● 本文の一部
----------
千駄ヶ谷のOL

千駄ヶ谷のOLあべしの日記です。

夢小説について語らせてほしい

すでにTwitterで散々夢小説の話をしているのですが、自分のインターネット人生においてかなり大きな存在で、且つ、#インターネット老人会で「黒歴史ww」とだけ語られるにしては勿体無い素晴らしいカルチャーなので2020年という節目を迎えたこのタイミングで語らせてください。

夢小説(ドリーム小説)とは

好きな漫画のキャラ・芸能人と自分の恋愛小説。と言うのが一般的な認識だと思います。小説内の名前を自分の名前に変換することで楽しむため、名前変換小説とも。

ただ、名前変換しない小説もあれば恋愛は関与しない小説もあり概念としては「オリキャラが登場する二次創作小説」の方が正しいと思っています。詳しくはこちらのnoteで丁寧にまとめられていました。

note.com

今でこそインターネット老人会で夢小説あるあるがネタにされて黒歴史wと語られることが多いものではありますが、インターネット発で今も続いている創作カルチャーって意外と少ないので結構すごいものだと思っています。ここからは、そんなすごいカルチャーに人生を狂わされた女の歴史になります。

私と夢小説の歴史

小学5年生の頃アニマックスで観たHUNTER×HUNTERでキルアと出会い、初めて二次元のキャラクターをかっこいいと思いました。当時HP作りをしていてすでにPCは使いこなしていたのですが、キルアについてヤフーで検索したことで大量の二次創作イラストや漫画と出会ってしまいます。まあほぼBLなので「なんでゴンとチューしてるんだろう...?」と怪しみながらネットサーフィンしていく中で「看病の話。」甘甘*キルアという文字列を見つけました。好奇心からクリックしてみるとPC画面に

キルア「お前の名前を教えてくれ!」
----------
● 行の抜粋
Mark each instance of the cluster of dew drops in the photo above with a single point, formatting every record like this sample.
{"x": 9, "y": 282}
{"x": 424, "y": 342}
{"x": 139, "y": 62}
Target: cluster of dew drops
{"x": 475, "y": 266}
----------
● やることリスト
[a] 夢小説の日記にある「小学5年生の頃アニマックスで観たHUNTER×HUNTERでキルアと出会い、初めて二次元のキャラクターをかっこいいと思いました。」を英語に訳してください。
[b] 次の(i)〜(iii)が夢小説の日記の内容と合っているか、それぞれ「はい」か「いいえ」で答え、決め手になる本文の言葉をそのまま引用してください。
(i) 筆者は、夢小説には必ず恋愛が関わると考えている。
(ii) 筆者がキルアと出会ったのは、アニマックスで観たHUNTER×HUNTERだった。
(iii) 筆者はキルアについてグーグルで検索した。
[c] 夢小説の日記を、本文が終わったところから続けて書いてください。

● 想定される答え
[a] In fifth grade, I met Killua in HUNTER×HUNTER, which I watched on Animax, and for the first time I thought a two-dimensional character was cool.

[b]
(i) いいえ。「恋愛は関与しない小説もあり」
(ii) はい。「アニマックスで観たHUNTER×HUNTERでキルアと出会い」
(iii) いいえ。「キルアについてヤフーで検索した」

[c]
というポップアップが出てきます。「こわ...。個人情報抜かれるんか?」とビビりながらも「しおり」と入力。するとしおりというゴンとキルアと旅をする女の子が風邪を引いて、キルアが看病してくれるという小説が展開されました。その日の衝撃は今でも覚えています。あのキルアくんに自分が看病されてるしなんならチュー寸前まで行っている...!恋愛に興味津々なお年頃だったこともありそこからどっぷり夢小説にハマり出しました。

 

ハマった当初はPCサイトが主流で、Dream Navigator などのサーチサイトでお気に入りのサイトを探して読むのが一般的でした。なぜならほとんどのサイトが検索避けをしているのでヤフーなど検索エンジンには引っかからないためです。(今思えばこれがSEO的な何かに触れた初めての経験だった)なので、毎日暇な時間さえあればサーチサイトをチェック→良いサイトを見つけては読むを繰り返していました。

 

小6の修学旅行で印刷したシャーマンキングハオさまの夢小説を持って行って布団の中でニヤニヤしながら読んだり、自分がガンダムSEEDの世界に居た場合アニメOPのどこにどう登場するかの絵コンテを書いたり今考えると恐ろしく痛いこともしていたのですが、想像力や創作意欲は鍛えられたと思います。

 

姉に夢小説の存在を教えてから姉もハマったのですが、初めて訪問したサイトで既に姉の名前が登録されていたことがありました。逆パターンもありえると思うと恐ろしく、クッキー削除という技を覚えました。

 

そんな夢小説を読み漁り続ける生活をしたまま中学を卒業し、高校でガラケーが手にしたことで更にどっぷりハマることになりました。授業中も休み時間もちょっとした待ち合わせの時間もずっと夢小説を読むかpixivを見るかをしていました。ピーク時には「将来は夢小説界を牛耳る存在になりたい」と言っていたと思います。

 

国立大学前期試験の直前になぜか蔵馬のことが唐突に好きになり、ダメ...読んじゃダメ...と思いながら夢小説を夜中まで漁っていたら案の定試験に落ちました。この辺から、やっと病的に読み漁ることから卒業できた気がします。

 

大学を卒業したあと二次創作を取り扱う大手SNSの運営会社(あそこしかない)に就職するなど、良くも悪くも夢小説に影響を受けて来た人生でした。 

まだ夢小説ってあるの?

TwitterなどSNSの普及で個人サイト全盛期は完全に過ぎ去りましたが、PC用もしくはスマホ用個人サイトで更新をし続けてくれているサイトは多く存在します。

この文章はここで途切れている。